Answer these questions using the Thanksgiving in Cairo post.
(a) Which nationalities attended the party?
(b) Where were the turkeys finally found?
(c) Where were the turkeys put to defrost?

## Source passage
□ □ □

Archive for November, 2010

Shokrun – Thanksgiving in Cairo

This year for Thanksgiving, Erica, Sarah and I
decided to host a semi-traditional Thanksgiving party at our
apartment. As far as thanksgivings go, it was pretty
multi-national. We had Americans, Egyptians, and Brits (including
one Scottish girl) attend. Pretty awesome. In order to make it a
true Thanksgiving, Erica and I decided to obtain some turkeys. This
is not as easy as it sounds; turkey is not widely consumed in
Egypt. After asking around for a few days, we tracked some down at
a local grocery store. We lugged our 2 20-pound turkeys back home
to defrost in garbage bags on our kitchen floor. After this great
success, we realized we needed to somehow get these things cooked.

□ □ □

[Entries from a point annotation set]
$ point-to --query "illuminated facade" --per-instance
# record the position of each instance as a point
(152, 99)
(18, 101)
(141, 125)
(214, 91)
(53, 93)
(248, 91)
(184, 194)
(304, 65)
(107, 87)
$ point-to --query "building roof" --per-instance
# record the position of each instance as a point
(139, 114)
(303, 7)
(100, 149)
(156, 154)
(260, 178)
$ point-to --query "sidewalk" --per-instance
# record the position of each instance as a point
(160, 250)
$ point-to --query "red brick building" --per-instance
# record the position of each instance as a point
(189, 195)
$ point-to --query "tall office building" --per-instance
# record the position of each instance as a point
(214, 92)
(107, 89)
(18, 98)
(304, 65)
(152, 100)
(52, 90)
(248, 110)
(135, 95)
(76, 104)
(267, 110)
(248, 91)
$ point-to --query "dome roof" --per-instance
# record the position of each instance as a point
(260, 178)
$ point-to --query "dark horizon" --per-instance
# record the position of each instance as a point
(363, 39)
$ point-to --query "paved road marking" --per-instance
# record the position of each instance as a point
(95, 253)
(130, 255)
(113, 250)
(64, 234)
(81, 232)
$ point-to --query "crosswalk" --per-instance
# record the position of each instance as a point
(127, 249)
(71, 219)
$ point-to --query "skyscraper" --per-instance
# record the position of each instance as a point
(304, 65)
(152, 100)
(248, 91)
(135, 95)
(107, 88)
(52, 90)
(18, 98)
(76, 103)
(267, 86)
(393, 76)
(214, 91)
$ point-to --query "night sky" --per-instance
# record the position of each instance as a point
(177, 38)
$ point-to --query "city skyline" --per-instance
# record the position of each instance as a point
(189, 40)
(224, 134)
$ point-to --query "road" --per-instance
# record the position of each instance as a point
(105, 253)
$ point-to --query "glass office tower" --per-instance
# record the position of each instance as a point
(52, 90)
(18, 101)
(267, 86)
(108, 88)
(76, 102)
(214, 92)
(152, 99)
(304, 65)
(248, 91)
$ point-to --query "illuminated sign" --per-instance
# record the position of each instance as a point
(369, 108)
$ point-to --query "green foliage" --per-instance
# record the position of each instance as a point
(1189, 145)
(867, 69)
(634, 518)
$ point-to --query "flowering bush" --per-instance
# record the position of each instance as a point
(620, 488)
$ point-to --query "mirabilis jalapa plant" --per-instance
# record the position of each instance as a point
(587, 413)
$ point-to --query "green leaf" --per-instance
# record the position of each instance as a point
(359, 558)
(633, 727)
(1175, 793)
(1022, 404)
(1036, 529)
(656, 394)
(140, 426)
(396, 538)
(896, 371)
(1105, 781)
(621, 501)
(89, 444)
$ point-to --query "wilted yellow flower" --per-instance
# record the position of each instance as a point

□ □ □

## Written solution
(a) Americans, Egyptians, and Brits, including one Scottish girl.
(b) At a local grocery store.
(c) In garbage bags on the kitchen floor.